INPUT RECORDS below:

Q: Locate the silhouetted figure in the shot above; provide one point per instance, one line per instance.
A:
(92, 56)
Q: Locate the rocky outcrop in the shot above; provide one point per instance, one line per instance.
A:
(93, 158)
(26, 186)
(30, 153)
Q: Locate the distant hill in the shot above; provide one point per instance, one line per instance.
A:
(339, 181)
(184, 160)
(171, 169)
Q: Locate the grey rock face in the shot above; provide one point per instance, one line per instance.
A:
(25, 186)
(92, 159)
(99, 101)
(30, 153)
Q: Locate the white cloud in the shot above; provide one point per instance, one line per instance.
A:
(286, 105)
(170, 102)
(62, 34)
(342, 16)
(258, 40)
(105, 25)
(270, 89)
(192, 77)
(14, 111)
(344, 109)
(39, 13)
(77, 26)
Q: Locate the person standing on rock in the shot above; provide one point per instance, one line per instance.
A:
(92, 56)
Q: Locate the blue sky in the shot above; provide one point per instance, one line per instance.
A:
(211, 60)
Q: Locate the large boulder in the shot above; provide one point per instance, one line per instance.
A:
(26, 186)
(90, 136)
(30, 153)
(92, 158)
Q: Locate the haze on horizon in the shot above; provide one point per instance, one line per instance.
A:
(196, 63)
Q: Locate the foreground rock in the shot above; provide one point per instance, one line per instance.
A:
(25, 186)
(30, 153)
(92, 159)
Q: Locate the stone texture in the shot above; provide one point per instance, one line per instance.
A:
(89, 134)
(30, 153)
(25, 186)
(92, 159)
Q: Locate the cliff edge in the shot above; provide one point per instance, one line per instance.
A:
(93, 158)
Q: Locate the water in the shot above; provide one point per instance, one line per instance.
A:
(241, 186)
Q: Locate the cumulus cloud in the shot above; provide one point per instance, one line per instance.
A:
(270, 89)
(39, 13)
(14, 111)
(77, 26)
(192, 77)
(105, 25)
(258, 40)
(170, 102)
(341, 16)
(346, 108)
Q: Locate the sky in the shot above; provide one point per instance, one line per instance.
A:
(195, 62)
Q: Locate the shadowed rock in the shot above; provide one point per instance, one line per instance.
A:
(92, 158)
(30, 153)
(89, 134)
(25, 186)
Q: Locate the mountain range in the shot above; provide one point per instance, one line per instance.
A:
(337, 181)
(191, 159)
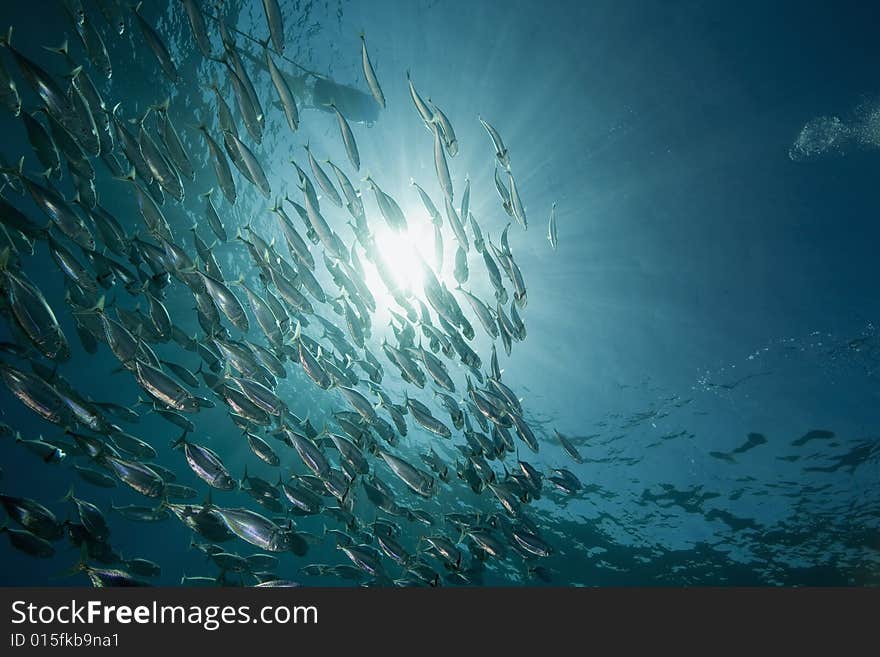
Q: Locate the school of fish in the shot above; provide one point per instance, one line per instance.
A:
(297, 324)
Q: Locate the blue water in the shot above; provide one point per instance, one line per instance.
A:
(707, 285)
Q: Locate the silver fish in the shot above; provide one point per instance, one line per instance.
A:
(348, 139)
(370, 74)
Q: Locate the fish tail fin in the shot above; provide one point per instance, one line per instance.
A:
(180, 441)
(63, 50)
(68, 496)
(79, 567)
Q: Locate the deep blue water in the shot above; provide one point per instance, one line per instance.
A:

End of INPUT RECORDS.

The answer is the complete set of records, copied exactly, with pictures omitted.

- _COMPLETED EXERCISE_:
Q: Locate the silhouetted figure in the shot above; provide one point per instance, one line per instance.
A:
(92, 56)
Q: Locate the rocky outcrop in the shot above; provide one point per instance, one line per instance.
A:
(93, 158)
(26, 186)
(30, 153)
Q: Locate the distant hill in the shot above; provide one point per instance, one line per instance.
A:
(339, 181)
(184, 160)
(171, 169)
Q: Locate the grey rock face in the shot above; provide one point per instance, one line per instance.
A:
(25, 186)
(92, 159)
(99, 101)
(30, 153)
Q: Locate the white cloud in the shot above; provide one point per instance, one line per instance.
A:
(286, 105)
(170, 102)
(62, 34)
(342, 16)
(258, 40)
(105, 25)
(270, 89)
(192, 77)
(14, 111)
(344, 109)
(39, 13)
(77, 26)
Q: Locate the person standing on rock in the shot above; provide one point per instance, one line per instance.
A:
(92, 56)
Q: Locate the blue sky in the shot above; provide one point per instance, one line per instance.
A:
(211, 60)
Q: Locate the large boulder in the shot above; provide one point per instance, one line per instance.
A:
(26, 186)
(90, 136)
(30, 153)
(92, 158)
Q: Locate the haze on horizon in the shot above; provide one point per instance, one line per instance.
A:
(196, 63)
Q: Locate the foreground rock in the shot above; provide one point per instance, one line per instance.
A:
(25, 186)
(30, 153)
(92, 159)
Q: Locate the stone texture in the shot above; provide one point per instance, one line per instance.
A:
(89, 134)
(30, 153)
(25, 186)
(92, 159)
Q: Locate the cliff edge in the shot above; provide one point per instance, one line per instance.
A:
(93, 158)
Q: Locate the water in the shot above; provide one point per instance, one line per instance.
A:
(241, 186)
Q: Locate the cumulus cloud in the shot above; provide one point per instance, one line per instance.
A:
(270, 89)
(39, 13)
(14, 111)
(77, 26)
(192, 77)
(105, 25)
(258, 40)
(170, 102)
(341, 16)
(346, 108)
Q: Locate the sky in the shot above; provide one point per instance, one line per instance.
A:
(195, 62)
Q: Locate the shadowed rock in the shot above; provide one point per instance, one line per instance.
A:
(92, 158)
(30, 153)
(89, 134)
(25, 186)
Q: Locate the mountain range in the shot above; provide one point per instance, one line per instance.
A:
(337, 181)
(191, 159)
Q: Locate the school of fish in the shot above; provide one point per instance, one line per instance.
A:
(297, 324)
Q: Locate the blue water in the shot above; provide one point per instance, one line per instance.
A:
(707, 285)
Q: Locate the silver fish in the shot above; provide one point per instance, one line per instance.
A:
(348, 139)
(370, 74)
Q: Locate the fish tail fin in the shot above; provide one point per instance, one line per instance.
A:
(180, 441)
(63, 50)
(68, 496)
(79, 567)
Q: Locate the deep blue water in the shot above; provide one point per instance, one line per instance.
A:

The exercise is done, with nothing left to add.